● **ARBEITSANWEISUNG 1**:
Zähle die Zeilen der Einträge, in denen die Zeichenfolge „stainless“ vorkommt, und gib nur die Zahl an. Groß- und Kleinschreibung zählt.

══════

Die Senkung des Spitzensteuersatzes für Besserverdiener hat, objektiv gesehen, keine Priorität vor anderen wirtschaftspolitischen Maßnahmen. Sie wäre nur die Korrektur einer Politik, die man von einer Rechtsregierung nicht erwartet hätte: dass nämlich der obere Mittelstand, verantwortlich für ein Gutteil der wirtschaftlichen Dynamik, belastet und noch einmal belastet wird. Schwarz-Blau war schön für Industrielle und den öffentlichen Dienst. Die einen wurden massiv entlastet, die anderen nicht wirklich angetastet. Leitende Angestellte, Freiberufler, Selbstständige – also die klassische Klientel von konservativen Regierungen – sind klare steuerliche Verlierer dieser "Wende". Es fällt auch schon der ÖVP auf; Willi Molterer sprach im Standard -Interview die "Leistungsträger" an, die sich fragen, "Warum immer nur wir?".

Nach einer Berechnungsweise sind es 200.000, die unter den Spitzensteuersatz fallen, nach einer anderen 350.000 (Kann man sich einigen, was stimmt? Die zweite Zahl wäre schon eine eigene Parlamentspartei). Jedenfalls werden es jeden Tag mehr, wegen der inflationsbedingten "kalten Progression".

Dennoch: In der Prioritätenliste der Wirtschaftspolitik steht die Senkung des Spitzensteuersatzes nicht an vorderster Stelle (aber auch nicht ganz weit hinten). "Die Arbeitslosigkeit ist unser größtes Problem", sagte der Chef des Wifo, Karl Aiginger, ebenfalls im Standard-Interview. Für eine Regierung, die das Problem bisher vernachlässigt hat, keine erfreuliche Ansage. Noch Unerfreuliches, was Aiginger dann im weiteren Verlauf des Gespräches sagt: Die Hauptstrategie gegen die Arbeitslosigkeit sei "Innovation, Qualifikation, Weiterbildung, moderne Infrastruktur" – aber die Universitäten, die für die ersten drei Dinge verantwortlich seien, hätten "viel zu wenig Geld". Es wäre "an der Zeit, die Unis mit Geld auszustatten. Wir haben nicht genug Österreicher, die studieren."

Eine mächtigere Ohrfeige für diese Regierung, für die Bildungsministerin, die seit zehn Jahren amtiert, und für den Finanzminister, den das in seinem Jetset-Liebesrausch alles nicht interessiert, ist schwer denkbar.

Aber es geht nicht nur um die Universitäten. Wirtschaftskammer-Präsident Christoph Leitl berichtet vom verbreiteten Auftreten quasi-analphabetischer Lehrlinge. Ein Staat, der das zulässt, noch dazu mit einem relativ teuren Schulsystem, hat sie nicht mehr alle. Aus den Lehrlingen sollen einmal Facharbeiter werden, oder?

══════

● **ARBEITSANWEISUNG 2**:
Erkläre in ein bis drei Sätzen, warum laut Ausgangstext jeden Tag mehr Menschen unter den Spitzensteuersatz fallen.

● **EINTRÄGE ZUR ÜBUNG**:
══════

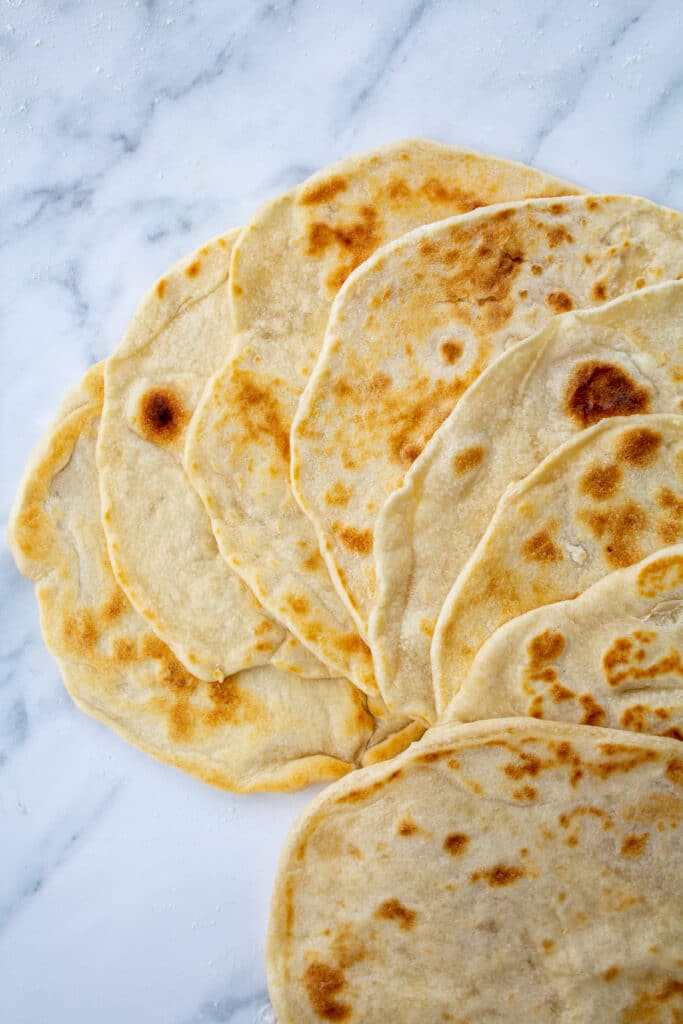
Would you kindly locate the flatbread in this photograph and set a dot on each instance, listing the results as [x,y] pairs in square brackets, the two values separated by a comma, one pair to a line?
[612,656]
[260,729]
[624,357]
[161,545]
[606,499]
[506,871]
[288,265]
[417,325]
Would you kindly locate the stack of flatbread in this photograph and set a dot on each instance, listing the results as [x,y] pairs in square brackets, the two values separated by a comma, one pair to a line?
[404,455]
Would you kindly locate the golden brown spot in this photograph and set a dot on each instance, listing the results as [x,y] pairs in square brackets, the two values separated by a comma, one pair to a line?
[526,764]
[541,548]
[633,846]
[359,541]
[558,236]
[324,983]
[559,302]
[397,189]
[338,494]
[393,909]
[647,1009]
[599,291]
[593,713]
[261,412]
[324,193]
[639,446]
[456,843]
[468,459]
[525,793]
[600,482]
[451,351]
[298,603]
[162,415]
[501,875]
[621,526]
[545,647]
[598,389]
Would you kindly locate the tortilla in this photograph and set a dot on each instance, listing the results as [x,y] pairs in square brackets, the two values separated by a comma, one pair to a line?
[612,656]
[415,327]
[288,264]
[606,499]
[161,545]
[505,871]
[259,729]
[624,357]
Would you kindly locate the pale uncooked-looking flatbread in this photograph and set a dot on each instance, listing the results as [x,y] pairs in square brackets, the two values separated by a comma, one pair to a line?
[415,326]
[288,265]
[621,358]
[162,548]
[606,499]
[612,656]
[506,871]
[260,729]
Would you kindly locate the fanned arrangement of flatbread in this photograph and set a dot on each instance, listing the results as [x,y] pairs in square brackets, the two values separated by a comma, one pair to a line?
[403,456]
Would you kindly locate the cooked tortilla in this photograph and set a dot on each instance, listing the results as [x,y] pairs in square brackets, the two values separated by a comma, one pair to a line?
[415,327]
[621,358]
[606,499]
[612,656]
[288,265]
[259,729]
[161,545]
[506,871]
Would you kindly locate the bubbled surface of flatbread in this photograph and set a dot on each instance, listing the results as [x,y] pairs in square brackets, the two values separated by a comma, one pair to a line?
[622,358]
[415,327]
[504,871]
[611,656]
[288,265]
[259,729]
[606,499]
[163,551]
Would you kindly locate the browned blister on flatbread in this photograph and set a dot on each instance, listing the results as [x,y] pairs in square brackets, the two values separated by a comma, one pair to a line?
[623,358]
[606,499]
[529,845]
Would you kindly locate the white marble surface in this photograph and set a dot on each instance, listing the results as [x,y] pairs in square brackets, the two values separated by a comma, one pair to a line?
[129,132]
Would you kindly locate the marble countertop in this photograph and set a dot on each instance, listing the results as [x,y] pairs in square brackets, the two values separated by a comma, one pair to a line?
[129,133]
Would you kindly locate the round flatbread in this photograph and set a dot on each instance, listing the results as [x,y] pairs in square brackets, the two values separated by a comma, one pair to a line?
[288,265]
[622,358]
[506,871]
[603,501]
[260,729]
[415,327]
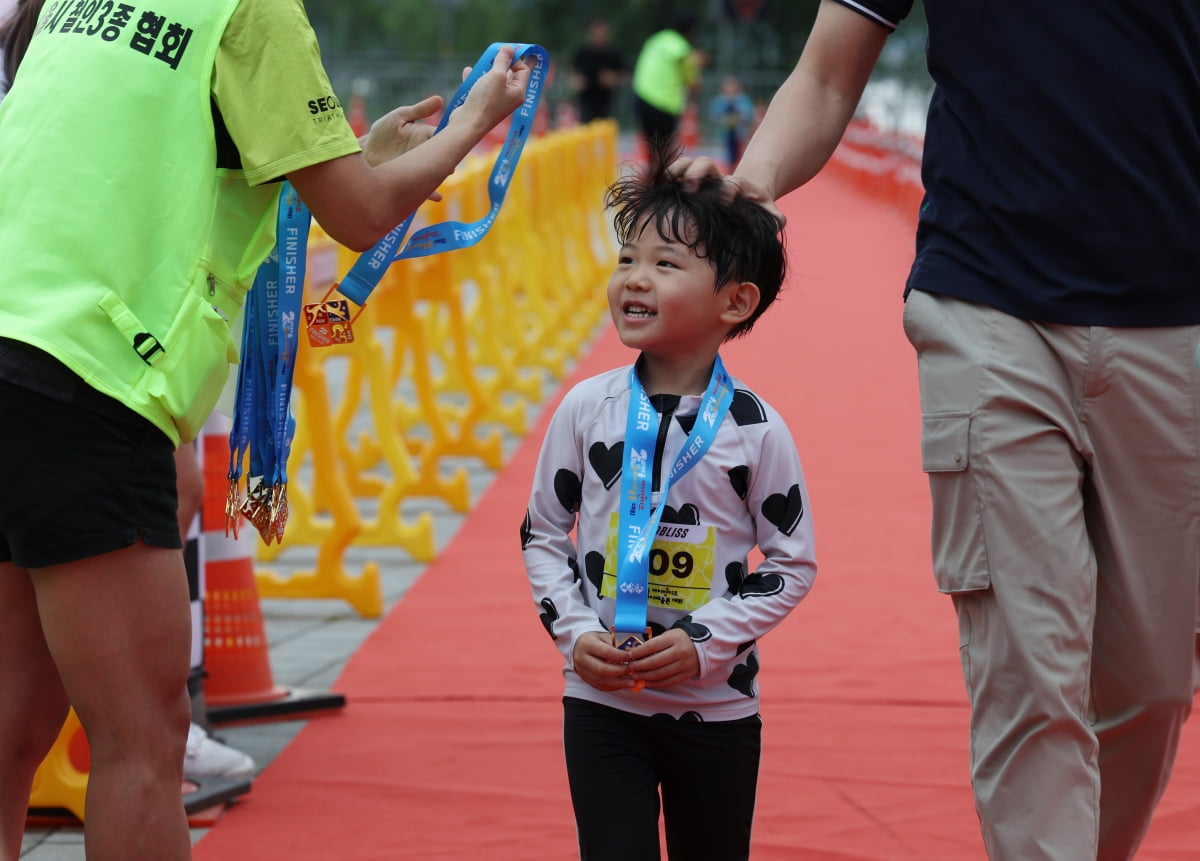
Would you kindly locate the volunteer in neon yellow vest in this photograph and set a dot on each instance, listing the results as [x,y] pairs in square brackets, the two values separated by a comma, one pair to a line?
[138,156]
[667,70]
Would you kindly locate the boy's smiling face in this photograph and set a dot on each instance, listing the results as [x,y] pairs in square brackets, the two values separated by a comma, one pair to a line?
[663,299]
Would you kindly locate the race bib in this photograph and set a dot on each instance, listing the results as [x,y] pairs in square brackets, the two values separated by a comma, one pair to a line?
[682,561]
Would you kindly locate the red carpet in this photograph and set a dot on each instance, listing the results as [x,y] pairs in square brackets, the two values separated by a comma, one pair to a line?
[450,745]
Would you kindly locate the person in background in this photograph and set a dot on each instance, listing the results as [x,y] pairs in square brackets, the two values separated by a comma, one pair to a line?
[732,112]
[1054,311]
[115,345]
[678,714]
[665,77]
[598,70]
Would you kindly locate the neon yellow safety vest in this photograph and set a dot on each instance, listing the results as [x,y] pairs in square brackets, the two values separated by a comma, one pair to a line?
[664,71]
[124,251]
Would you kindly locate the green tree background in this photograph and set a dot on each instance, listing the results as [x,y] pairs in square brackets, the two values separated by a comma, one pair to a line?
[396,52]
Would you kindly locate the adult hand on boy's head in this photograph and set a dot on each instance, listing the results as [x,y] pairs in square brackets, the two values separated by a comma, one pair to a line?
[691,172]
[497,94]
[399,131]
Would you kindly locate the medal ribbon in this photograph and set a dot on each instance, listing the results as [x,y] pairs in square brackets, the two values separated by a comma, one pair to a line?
[639,518]
[263,425]
[449,235]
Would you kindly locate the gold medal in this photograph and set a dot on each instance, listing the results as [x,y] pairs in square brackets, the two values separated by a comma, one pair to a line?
[279,512]
[329,321]
[233,513]
[257,509]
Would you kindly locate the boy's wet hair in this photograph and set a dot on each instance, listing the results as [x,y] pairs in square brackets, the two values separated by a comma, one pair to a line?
[738,238]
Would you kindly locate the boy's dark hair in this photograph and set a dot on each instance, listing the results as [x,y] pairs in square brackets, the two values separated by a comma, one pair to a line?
[738,238]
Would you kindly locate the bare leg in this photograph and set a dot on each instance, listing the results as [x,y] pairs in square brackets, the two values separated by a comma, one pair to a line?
[118,627]
[33,703]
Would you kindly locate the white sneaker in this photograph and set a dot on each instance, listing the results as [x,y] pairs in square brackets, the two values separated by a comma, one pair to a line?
[207,757]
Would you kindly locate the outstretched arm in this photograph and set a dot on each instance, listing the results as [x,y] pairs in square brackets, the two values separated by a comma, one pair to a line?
[810,110]
[357,204]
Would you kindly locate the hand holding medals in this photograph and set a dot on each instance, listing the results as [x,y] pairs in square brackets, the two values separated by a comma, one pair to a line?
[263,423]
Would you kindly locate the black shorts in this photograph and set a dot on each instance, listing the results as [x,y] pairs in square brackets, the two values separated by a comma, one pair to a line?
[78,482]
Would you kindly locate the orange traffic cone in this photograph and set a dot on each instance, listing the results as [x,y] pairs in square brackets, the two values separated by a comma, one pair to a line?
[238,685]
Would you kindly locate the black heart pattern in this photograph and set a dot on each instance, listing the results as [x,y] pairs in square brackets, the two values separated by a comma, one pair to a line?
[606,462]
[569,489]
[526,530]
[739,479]
[785,511]
[743,675]
[593,564]
[735,572]
[697,632]
[549,616]
[757,585]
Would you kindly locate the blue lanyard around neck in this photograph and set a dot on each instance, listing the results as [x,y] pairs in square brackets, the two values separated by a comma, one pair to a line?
[639,517]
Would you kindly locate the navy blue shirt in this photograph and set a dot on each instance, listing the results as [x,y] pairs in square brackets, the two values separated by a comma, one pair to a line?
[1062,157]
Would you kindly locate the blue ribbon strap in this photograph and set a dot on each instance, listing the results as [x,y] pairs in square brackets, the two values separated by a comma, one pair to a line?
[637,521]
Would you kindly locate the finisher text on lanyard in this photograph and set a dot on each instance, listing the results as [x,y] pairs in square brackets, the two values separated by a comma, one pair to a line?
[263,425]
[639,518]
[329,321]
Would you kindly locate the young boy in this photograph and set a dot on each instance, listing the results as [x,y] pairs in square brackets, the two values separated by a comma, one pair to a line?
[676,449]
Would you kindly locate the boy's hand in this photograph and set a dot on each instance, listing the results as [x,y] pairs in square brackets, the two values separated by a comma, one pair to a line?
[666,660]
[497,94]
[399,131]
[601,664]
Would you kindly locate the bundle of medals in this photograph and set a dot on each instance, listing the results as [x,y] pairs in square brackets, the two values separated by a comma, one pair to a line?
[263,426]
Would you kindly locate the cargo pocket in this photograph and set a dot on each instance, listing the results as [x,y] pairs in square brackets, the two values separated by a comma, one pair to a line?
[959,552]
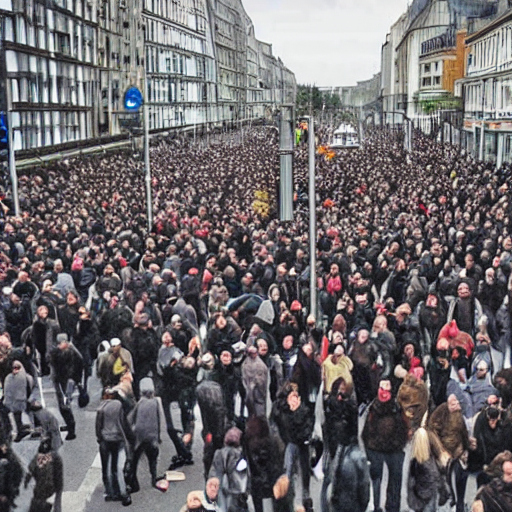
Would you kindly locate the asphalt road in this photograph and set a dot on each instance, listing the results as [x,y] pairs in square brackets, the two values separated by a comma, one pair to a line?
[83,488]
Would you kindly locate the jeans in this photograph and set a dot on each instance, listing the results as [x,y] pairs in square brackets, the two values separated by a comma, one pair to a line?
[291,454]
[109,452]
[64,392]
[394,461]
[151,452]
[461,479]
[180,447]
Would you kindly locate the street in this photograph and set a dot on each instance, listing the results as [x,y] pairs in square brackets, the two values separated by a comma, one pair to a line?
[83,488]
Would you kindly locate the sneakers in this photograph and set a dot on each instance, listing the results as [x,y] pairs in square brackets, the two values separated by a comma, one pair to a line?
[21,435]
[178,461]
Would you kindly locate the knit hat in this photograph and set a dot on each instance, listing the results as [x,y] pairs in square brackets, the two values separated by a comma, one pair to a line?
[146,385]
[295,306]
[62,337]
[194,500]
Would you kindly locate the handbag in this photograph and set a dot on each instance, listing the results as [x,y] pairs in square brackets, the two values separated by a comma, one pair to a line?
[83,398]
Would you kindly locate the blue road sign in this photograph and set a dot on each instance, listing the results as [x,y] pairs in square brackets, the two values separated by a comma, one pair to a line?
[133,99]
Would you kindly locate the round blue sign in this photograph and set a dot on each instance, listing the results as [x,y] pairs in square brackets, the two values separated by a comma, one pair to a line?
[133,99]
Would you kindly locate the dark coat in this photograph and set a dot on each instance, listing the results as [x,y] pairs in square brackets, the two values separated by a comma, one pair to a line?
[385,429]
[496,496]
[425,480]
[451,430]
[293,426]
[265,456]
[351,480]
[340,427]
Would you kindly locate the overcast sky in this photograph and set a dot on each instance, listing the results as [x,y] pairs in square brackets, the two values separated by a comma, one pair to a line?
[326,42]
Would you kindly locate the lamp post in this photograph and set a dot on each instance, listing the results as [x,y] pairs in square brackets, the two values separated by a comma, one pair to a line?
[147,163]
[312,218]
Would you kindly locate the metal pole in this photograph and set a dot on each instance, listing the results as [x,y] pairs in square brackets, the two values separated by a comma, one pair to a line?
[312,218]
[147,164]
[481,154]
[12,157]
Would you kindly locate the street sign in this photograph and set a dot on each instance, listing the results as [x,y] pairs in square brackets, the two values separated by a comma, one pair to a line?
[133,99]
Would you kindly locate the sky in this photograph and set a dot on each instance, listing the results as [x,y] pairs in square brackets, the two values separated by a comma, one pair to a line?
[326,42]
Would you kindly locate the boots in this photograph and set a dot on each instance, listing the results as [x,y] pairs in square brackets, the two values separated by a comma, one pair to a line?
[308,505]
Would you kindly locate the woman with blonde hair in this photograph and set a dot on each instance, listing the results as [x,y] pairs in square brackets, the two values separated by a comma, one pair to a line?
[427,487]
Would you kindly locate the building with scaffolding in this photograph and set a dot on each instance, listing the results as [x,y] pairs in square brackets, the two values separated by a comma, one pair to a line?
[66,65]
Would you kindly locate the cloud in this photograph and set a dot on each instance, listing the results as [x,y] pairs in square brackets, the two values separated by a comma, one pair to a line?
[327,42]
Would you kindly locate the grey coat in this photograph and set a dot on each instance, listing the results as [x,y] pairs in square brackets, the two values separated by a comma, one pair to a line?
[17,389]
[351,480]
[146,420]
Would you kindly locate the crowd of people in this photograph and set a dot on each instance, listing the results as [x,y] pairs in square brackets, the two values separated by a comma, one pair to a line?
[411,346]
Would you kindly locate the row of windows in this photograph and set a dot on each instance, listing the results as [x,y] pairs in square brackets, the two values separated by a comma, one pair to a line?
[160,60]
[163,33]
[64,36]
[497,101]
[37,129]
[429,81]
[164,90]
[35,11]
[493,51]
[183,12]
[49,81]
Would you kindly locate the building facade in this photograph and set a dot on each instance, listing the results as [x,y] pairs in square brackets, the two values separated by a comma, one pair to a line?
[66,64]
[487,91]
[424,56]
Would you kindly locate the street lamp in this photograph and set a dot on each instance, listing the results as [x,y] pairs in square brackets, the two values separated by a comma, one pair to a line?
[312,218]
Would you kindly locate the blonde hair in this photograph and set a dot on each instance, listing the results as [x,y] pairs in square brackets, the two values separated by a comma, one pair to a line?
[420,446]
[426,444]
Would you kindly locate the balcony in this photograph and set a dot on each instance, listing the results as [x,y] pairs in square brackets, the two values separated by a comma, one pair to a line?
[442,42]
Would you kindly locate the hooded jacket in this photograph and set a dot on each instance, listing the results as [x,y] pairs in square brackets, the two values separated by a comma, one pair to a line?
[385,429]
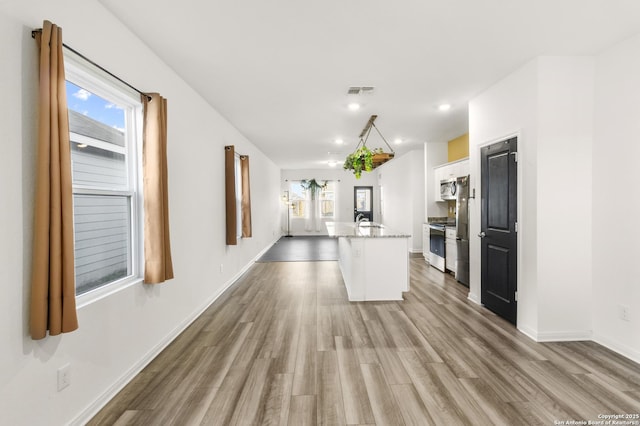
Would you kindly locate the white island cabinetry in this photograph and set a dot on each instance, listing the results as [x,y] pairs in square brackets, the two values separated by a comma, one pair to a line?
[374,260]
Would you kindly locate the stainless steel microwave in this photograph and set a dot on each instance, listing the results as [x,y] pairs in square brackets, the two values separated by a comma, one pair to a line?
[448,189]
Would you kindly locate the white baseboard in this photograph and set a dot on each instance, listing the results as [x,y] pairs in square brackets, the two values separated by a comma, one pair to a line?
[90,411]
[564,336]
[474,298]
[618,347]
[528,331]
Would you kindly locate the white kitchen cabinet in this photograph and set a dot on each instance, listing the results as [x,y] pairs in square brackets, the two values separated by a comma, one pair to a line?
[451,249]
[437,173]
[447,171]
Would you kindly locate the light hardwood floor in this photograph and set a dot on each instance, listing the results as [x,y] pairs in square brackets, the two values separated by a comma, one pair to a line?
[284,346]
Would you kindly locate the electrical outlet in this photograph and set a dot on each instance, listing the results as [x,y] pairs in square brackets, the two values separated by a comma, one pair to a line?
[624,313]
[64,376]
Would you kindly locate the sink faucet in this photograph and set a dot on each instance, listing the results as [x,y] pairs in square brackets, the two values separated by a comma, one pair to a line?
[360,218]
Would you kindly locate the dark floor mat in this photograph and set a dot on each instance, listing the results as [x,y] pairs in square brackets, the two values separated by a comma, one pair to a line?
[302,249]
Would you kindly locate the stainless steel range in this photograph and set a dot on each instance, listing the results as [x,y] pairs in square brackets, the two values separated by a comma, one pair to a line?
[437,245]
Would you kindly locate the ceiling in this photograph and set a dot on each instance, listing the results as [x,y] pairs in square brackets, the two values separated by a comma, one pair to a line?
[279,70]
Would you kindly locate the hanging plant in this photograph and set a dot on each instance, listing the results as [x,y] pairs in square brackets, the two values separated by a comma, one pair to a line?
[313,186]
[363,158]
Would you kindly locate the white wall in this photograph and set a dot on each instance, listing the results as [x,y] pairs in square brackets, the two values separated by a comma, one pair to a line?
[564,145]
[506,109]
[616,205]
[402,180]
[118,333]
[345,182]
[548,104]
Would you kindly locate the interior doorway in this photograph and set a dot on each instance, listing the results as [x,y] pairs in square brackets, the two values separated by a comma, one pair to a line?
[499,228]
[363,202]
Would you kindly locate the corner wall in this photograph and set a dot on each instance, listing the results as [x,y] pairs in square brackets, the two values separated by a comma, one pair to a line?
[549,105]
[121,332]
[616,205]
[402,180]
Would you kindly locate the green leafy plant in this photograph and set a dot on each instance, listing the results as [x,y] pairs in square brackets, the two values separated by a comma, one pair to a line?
[313,186]
[361,159]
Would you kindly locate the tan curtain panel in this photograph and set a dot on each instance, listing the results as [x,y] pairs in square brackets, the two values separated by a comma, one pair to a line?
[53,292]
[158,266]
[230,194]
[246,196]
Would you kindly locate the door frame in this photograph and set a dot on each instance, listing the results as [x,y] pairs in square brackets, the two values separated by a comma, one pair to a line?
[475,294]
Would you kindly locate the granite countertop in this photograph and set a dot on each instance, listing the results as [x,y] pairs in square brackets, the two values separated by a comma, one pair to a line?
[364,230]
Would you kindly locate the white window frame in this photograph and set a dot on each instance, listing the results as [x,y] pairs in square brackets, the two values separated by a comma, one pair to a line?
[83,74]
[334,191]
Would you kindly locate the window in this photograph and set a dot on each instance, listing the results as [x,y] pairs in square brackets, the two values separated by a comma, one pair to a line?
[327,201]
[297,197]
[299,200]
[104,124]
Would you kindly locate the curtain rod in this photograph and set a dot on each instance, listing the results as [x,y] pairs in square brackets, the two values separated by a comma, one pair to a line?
[39,30]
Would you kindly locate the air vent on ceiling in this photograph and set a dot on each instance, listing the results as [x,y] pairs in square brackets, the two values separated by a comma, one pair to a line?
[360,90]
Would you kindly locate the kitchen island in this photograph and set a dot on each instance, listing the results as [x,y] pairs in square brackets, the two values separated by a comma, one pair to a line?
[374,260]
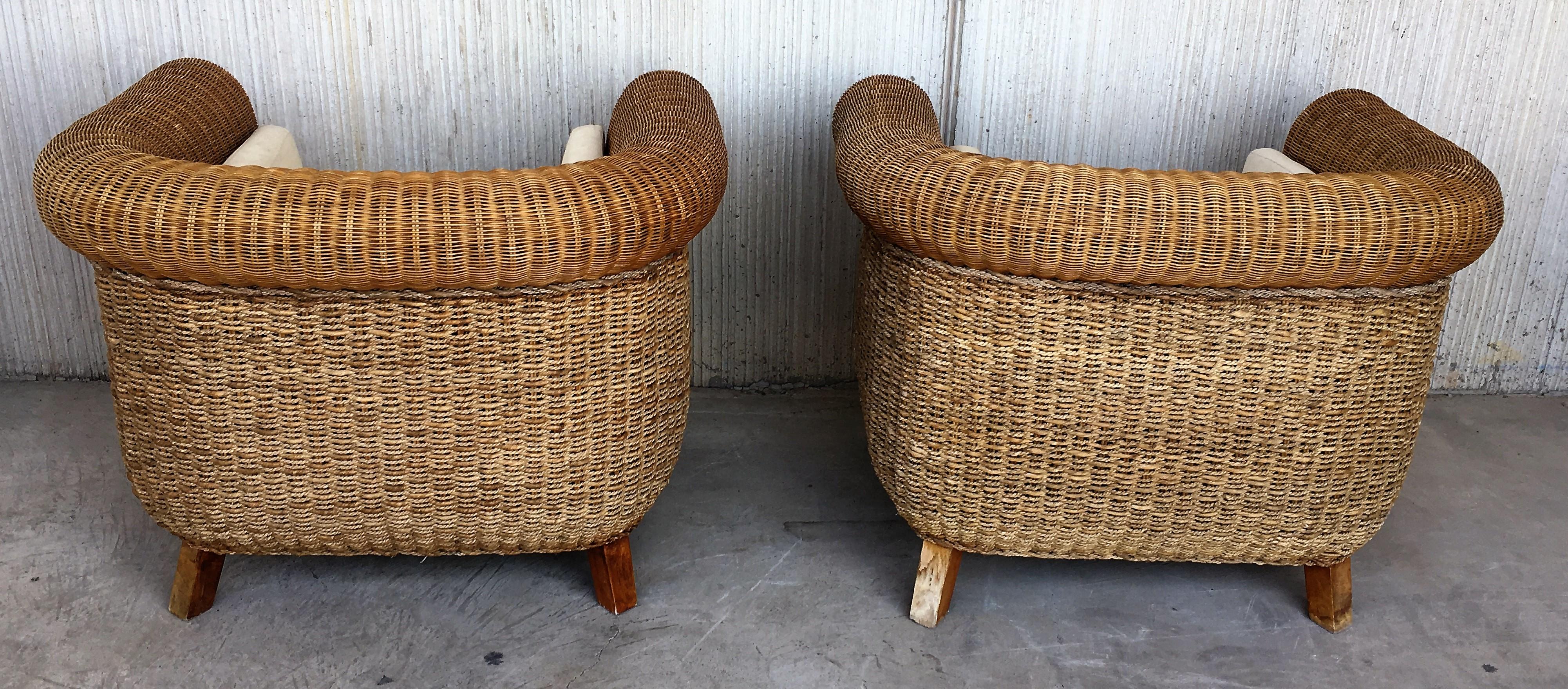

══════

● **LÖSUNG 1**:
2

● **LÖSUNG 2**:
Der Grund ist die inflationsbedingte „kalte Progression“. Ihretwegen werden es nach dem Ausgangstext täglich mehr, die unter den Spitzensteuersatz fallen.